====== GIVEN TEXT ======

Much has been made of the size difference between the Open XML and ODF specifications. It’s interesting to take a look at where they differ in the level of detail or specificity; for example, here’s what the ODF specification (http://docs.oasis-open.org/office/v1.1/OS/OpenDocument-v1.1.pdf) has to say about hashing:
A user can use the user interface to reset the protection flag, unless the section is further protected by a password. In this case, the user must know the password in order to reset the protection flag. The text:protection-key attribute specifies the password that protects the section. To avoid saving the password directly into the XML file, only a hash value of the password is stored.
I kept thinking that I was missing something, and kept searching the spec from beginning to end, searching for “password” and “hash” and wading through irrelevant stuff. If you search for “hash” you find three locations (4.4.1, 8.1.1, and 8.5.1). If you search for “password”, in addition to the above sections, you find a section on sources for pilot tables (8.8.3), a section on a password controls (11.3.3), and information on zip file encryption (17.3). Well, anyway, I can’t find it. If someone else knows where this is in the spec, please let me know.
Interestingly, if you read the section on passwords for sources of pilot tables, you see:
The table:password attribute specifies the password required to access the source. It is passed to the service implementation. Its value is application and service specific.
In this case, no mention of hashing at all. According to the spec, is this password stored as plain text? What’s up with that?

====== PROVIDED INFORMATION ======

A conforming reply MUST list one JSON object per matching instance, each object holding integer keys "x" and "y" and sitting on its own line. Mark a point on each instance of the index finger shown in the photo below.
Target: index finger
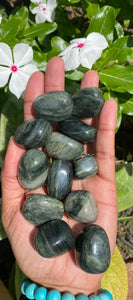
{"x": 39, "y": 84}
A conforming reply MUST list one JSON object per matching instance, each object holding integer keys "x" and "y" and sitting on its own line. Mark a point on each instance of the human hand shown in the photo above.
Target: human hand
{"x": 61, "y": 272}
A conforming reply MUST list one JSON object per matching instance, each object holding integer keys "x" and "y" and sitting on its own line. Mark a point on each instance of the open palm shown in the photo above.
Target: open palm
{"x": 61, "y": 272}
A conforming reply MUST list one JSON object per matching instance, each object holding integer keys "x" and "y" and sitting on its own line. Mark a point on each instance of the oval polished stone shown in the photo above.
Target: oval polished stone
{"x": 39, "y": 209}
{"x": 87, "y": 102}
{"x": 60, "y": 177}
{"x": 93, "y": 250}
{"x": 63, "y": 147}
{"x": 54, "y": 238}
{"x": 33, "y": 133}
{"x": 81, "y": 206}
{"x": 85, "y": 167}
{"x": 54, "y": 106}
{"x": 78, "y": 130}
{"x": 33, "y": 169}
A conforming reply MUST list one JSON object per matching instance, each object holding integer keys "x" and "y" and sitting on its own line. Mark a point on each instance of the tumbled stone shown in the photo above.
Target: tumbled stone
{"x": 53, "y": 106}
{"x": 81, "y": 206}
{"x": 39, "y": 209}
{"x": 78, "y": 130}
{"x": 60, "y": 177}
{"x": 63, "y": 147}
{"x": 33, "y": 133}
{"x": 93, "y": 250}
{"x": 54, "y": 238}
{"x": 87, "y": 102}
{"x": 85, "y": 167}
{"x": 33, "y": 169}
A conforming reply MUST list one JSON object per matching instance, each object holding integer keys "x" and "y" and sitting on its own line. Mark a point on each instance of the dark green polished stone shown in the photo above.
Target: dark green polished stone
{"x": 60, "y": 177}
{"x": 33, "y": 133}
{"x": 93, "y": 250}
{"x": 53, "y": 106}
{"x": 33, "y": 169}
{"x": 87, "y": 102}
{"x": 63, "y": 147}
{"x": 39, "y": 209}
{"x": 85, "y": 167}
{"x": 81, "y": 206}
{"x": 54, "y": 238}
{"x": 78, "y": 130}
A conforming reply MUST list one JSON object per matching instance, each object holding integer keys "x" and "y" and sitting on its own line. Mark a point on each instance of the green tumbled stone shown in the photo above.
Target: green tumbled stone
{"x": 54, "y": 238}
{"x": 78, "y": 130}
{"x": 60, "y": 177}
{"x": 33, "y": 169}
{"x": 87, "y": 102}
{"x": 63, "y": 147}
{"x": 39, "y": 209}
{"x": 85, "y": 167}
{"x": 93, "y": 250}
{"x": 33, "y": 133}
{"x": 81, "y": 206}
{"x": 53, "y": 106}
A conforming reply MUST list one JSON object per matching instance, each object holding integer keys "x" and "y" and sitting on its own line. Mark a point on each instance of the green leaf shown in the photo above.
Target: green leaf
{"x": 124, "y": 185}
{"x": 118, "y": 78}
{"x": 11, "y": 118}
{"x": 10, "y": 28}
{"x": 92, "y": 9}
{"x": 127, "y": 107}
{"x": 115, "y": 278}
{"x": 39, "y": 29}
{"x": 2, "y": 231}
{"x": 103, "y": 22}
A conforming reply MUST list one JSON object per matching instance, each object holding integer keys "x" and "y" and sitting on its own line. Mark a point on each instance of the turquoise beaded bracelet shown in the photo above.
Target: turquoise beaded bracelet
{"x": 33, "y": 291}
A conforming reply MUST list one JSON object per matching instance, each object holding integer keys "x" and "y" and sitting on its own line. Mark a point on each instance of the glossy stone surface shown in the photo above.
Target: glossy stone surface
{"x": 53, "y": 106}
{"x": 60, "y": 177}
{"x": 78, "y": 130}
{"x": 85, "y": 167}
{"x": 63, "y": 147}
{"x": 54, "y": 238}
{"x": 39, "y": 209}
{"x": 33, "y": 133}
{"x": 87, "y": 102}
{"x": 93, "y": 250}
{"x": 81, "y": 206}
{"x": 33, "y": 169}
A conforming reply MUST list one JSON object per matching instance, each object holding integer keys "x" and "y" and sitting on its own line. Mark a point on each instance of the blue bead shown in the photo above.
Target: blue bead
{"x": 106, "y": 292}
{"x": 68, "y": 296}
{"x": 30, "y": 291}
{"x": 82, "y": 297}
{"x": 24, "y": 285}
{"x": 53, "y": 295}
{"x": 40, "y": 293}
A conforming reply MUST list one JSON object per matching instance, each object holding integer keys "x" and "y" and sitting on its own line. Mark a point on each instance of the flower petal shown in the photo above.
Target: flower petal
{"x": 71, "y": 59}
{"x": 5, "y": 55}
{"x": 19, "y": 79}
{"x": 98, "y": 40}
{"x": 23, "y": 54}
{"x": 78, "y": 41}
{"x": 4, "y": 75}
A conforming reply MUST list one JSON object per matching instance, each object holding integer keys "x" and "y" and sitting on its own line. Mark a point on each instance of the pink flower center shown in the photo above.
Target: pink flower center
{"x": 14, "y": 68}
{"x": 80, "y": 45}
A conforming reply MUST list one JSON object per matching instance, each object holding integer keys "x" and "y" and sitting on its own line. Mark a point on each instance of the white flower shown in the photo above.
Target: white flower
{"x": 18, "y": 67}
{"x": 0, "y": 18}
{"x": 45, "y": 11}
{"x": 84, "y": 51}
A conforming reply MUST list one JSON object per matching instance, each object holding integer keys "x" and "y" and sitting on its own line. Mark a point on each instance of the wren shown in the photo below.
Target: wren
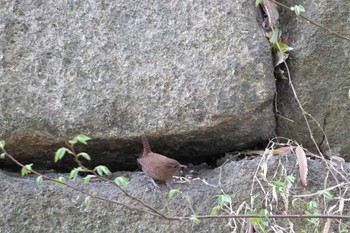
{"x": 157, "y": 166}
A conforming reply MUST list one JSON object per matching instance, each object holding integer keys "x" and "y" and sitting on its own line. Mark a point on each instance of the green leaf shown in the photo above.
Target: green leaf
{"x": 79, "y": 138}
{"x": 87, "y": 179}
{"x": 75, "y": 172}
{"x": 325, "y": 193}
{"x": 26, "y": 169}
{"x": 173, "y": 192}
{"x": 39, "y": 180}
{"x": 215, "y": 210}
{"x": 195, "y": 219}
{"x": 59, "y": 181}
{"x": 102, "y": 170}
{"x": 87, "y": 201}
{"x": 121, "y": 181}
{"x": 298, "y": 9}
{"x": 224, "y": 198}
{"x": 290, "y": 179}
{"x": 85, "y": 155}
{"x": 60, "y": 153}
{"x": 2, "y": 144}
{"x": 294, "y": 203}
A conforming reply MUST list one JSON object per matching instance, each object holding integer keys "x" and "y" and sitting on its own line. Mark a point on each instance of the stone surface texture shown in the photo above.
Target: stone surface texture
{"x": 320, "y": 68}
{"x": 26, "y": 207}
{"x": 114, "y": 70}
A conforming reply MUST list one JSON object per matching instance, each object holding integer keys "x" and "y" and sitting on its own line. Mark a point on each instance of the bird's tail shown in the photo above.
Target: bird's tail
{"x": 146, "y": 147}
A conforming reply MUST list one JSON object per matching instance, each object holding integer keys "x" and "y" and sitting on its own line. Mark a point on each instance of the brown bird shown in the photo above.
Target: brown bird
{"x": 158, "y": 167}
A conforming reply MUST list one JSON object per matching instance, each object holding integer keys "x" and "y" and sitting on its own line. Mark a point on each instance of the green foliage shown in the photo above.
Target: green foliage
{"x": 26, "y": 169}
{"x": 102, "y": 170}
{"x": 79, "y": 138}
{"x": 224, "y": 198}
{"x": 298, "y": 9}
{"x": 194, "y": 219}
{"x": 60, "y": 153}
{"x": 2, "y": 144}
{"x": 39, "y": 180}
{"x": 87, "y": 179}
{"x": 73, "y": 174}
{"x": 87, "y": 201}
{"x": 60, "y": 180}
{"x": 84, "y": 155}
{"x": 121, "y": 181}
{"x": 173, "y": 192}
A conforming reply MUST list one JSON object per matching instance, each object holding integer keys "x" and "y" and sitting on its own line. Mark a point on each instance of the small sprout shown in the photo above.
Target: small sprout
{"x": 79, "y": 138}
{"x": 215, "y": 210}
{"x": 85, "y": 155}
{"x": 290, "y": 179}
{"x": 224, "y": 199}
{"x": 73, "y": 174}
{"x": 87, "y": 201}
{"x": 258, "y": 2}
{"x": 121, "y": 181}
{"x": 59, "y": 181}
{"x": 39, "y": 180}
{"x": 2, "y": 144}
{"x": 173, "y": 192}
{"x": 295, "y": 203}
{"x": 87, "y": 179}
{"x": 325, "y": 193}
{"x": 60, "y": 153}
{"x": 102, "y": 170}
{"x": 195, "y": 219}
{"x": 298, "y": 9}
{"x": 26, "y": 169}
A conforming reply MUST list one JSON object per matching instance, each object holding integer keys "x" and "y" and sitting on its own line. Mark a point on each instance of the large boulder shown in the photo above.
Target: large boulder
{"x": 196, "y": 76}
{"x": 320, "y": 69}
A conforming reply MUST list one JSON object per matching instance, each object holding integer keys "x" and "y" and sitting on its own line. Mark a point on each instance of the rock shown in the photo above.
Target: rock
{"x": 26, "y": 207}
{"x": 195, "y": 76}
{"x": 320, "y": 70}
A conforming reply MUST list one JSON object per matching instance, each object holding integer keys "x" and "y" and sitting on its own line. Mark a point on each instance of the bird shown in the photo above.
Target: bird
{"x": 158, "y": 167}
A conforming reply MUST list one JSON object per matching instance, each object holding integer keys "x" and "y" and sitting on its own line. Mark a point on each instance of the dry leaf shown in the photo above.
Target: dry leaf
{"x": 301, "y": 157}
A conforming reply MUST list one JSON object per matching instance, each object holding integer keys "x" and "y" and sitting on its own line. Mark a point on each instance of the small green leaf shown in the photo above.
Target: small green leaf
{"x": 294, "y": 203}
{"x": 39, "y": 180}
{"x": 87, "y": 179}
{"x": 74, "y": 172}
{"x": 121, "y": 181}
{"x": 2, "y": 144}
{"x": 298, "y": 9}
{"x": 325, "y": 193}
{"x": 87, "y": 201}
{"x": 79, "y": 138}
{"x": 224, "y": 198}
{"x": 26, "y": 169}
{"x": 173, "y": 192}
{"x": 59, "y": 181}
{"x": 102, "y": 170}
{"x": 195, "y": 219}
{"x": 85, "y": 155}
{"x": 60, "y": 153}
{"x": 215, "y": 210}
{"x": 290, "y": 179}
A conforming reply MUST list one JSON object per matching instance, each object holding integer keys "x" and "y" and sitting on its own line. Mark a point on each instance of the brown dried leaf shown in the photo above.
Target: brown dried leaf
{"x": 301, "y": 157}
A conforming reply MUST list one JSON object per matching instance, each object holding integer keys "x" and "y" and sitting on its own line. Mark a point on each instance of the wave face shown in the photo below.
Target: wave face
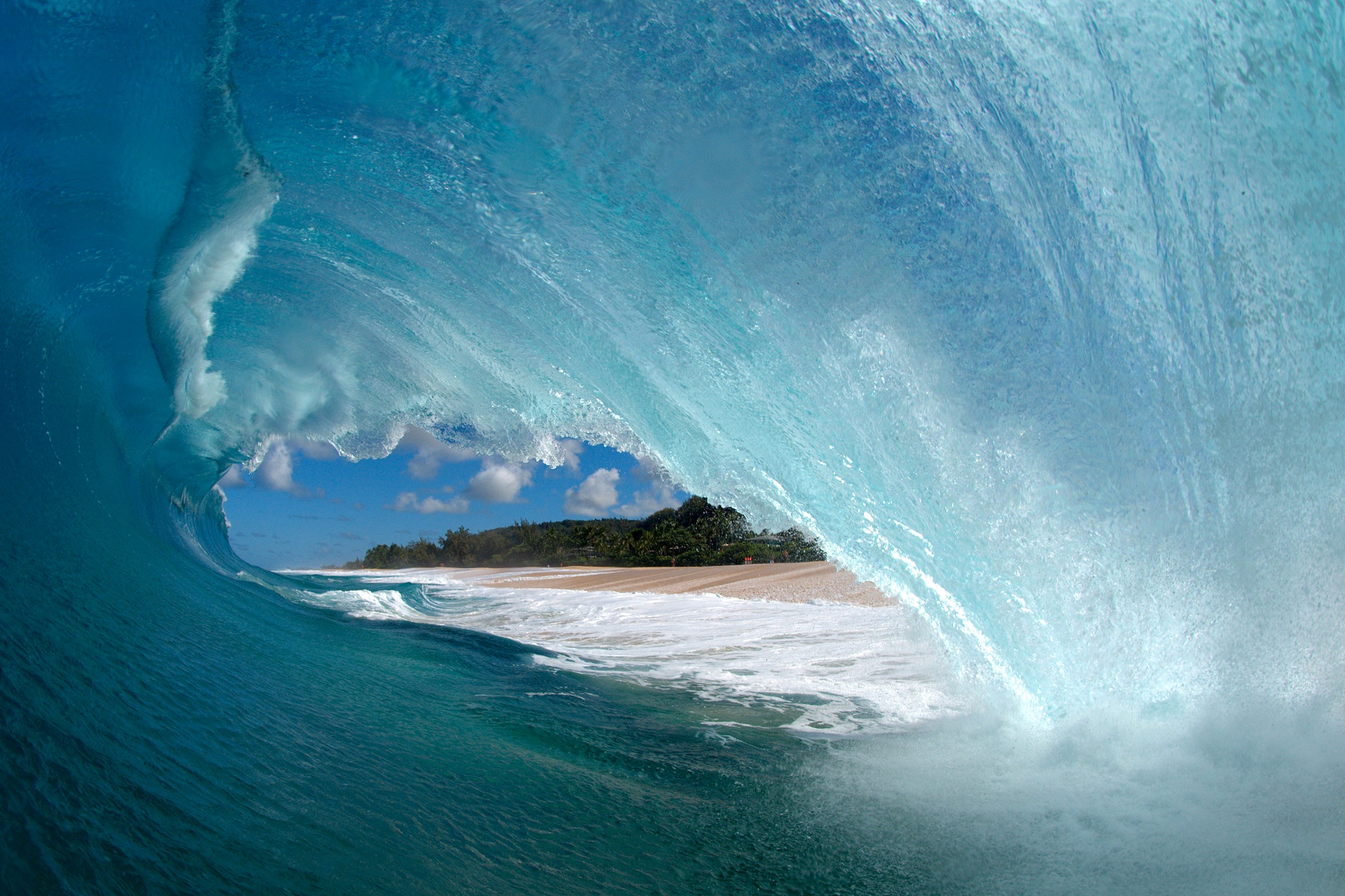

======

=== GIVEN EXERCISE 1 ===
Reproduce the part of the ODF hashing excerpt starting with "Interestingly, if you" and going on through "up with that?".
=== GIVEN EXERCISE 2 ===
According to the ODF hashing excerpt, why does the text:protection-key attribute store only a hash value of the password? Answer in one to three sentences.
=== GIVEN EXERCISE 3 ===
In which three sections of the ODF specification does a search for "hash" find matches, according to the ODF hashing excerpt?
The records have no connection to the ODF hashing excerpt.

=== FULL ANSWER 1 ===
Interestingly, if you read the section on passwords for sources of pilot tables, you see:
The table:password attribute specifies the password required to access the source. It is passed to the service implementation. Its value is application and service specific.
In this case, no mention of hashing at all. According to the spec, is this password stored as plain text? What’s up with that?

=== FULL ANSWER 2 ===
Only a hash value is stored so that the password itself is not saved directly into the XML file.

=== FULL ANSWER 3 ===
Sections 4.4.1, 8.1.1, and 8.5.1.